**TASK DIRECTIONS:** Please output all of the entries exactly and omit any images they hold.

**GIVEN INFORMATION:**
::::::
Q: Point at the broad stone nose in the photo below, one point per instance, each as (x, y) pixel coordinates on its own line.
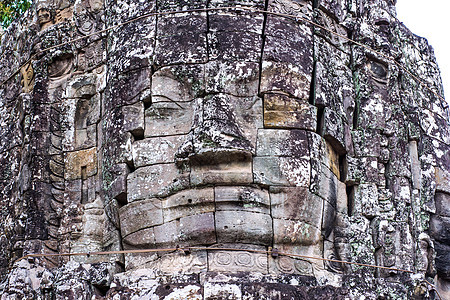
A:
(215, 136)
(217, 149)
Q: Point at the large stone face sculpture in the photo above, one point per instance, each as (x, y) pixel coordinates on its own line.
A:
::::::
**SOLUTION FOR THIS TASK:**
Q: Point at the broad stone nose in the photo below, one point per instance, each as (x, y) pixel coordinates on its own line.
A:
(215, 136)
(217, 149)
Q: Point at the large stone face sculpture in the photo above, one point per instance, each as (x, y) pixel coordinates on its own line.
A:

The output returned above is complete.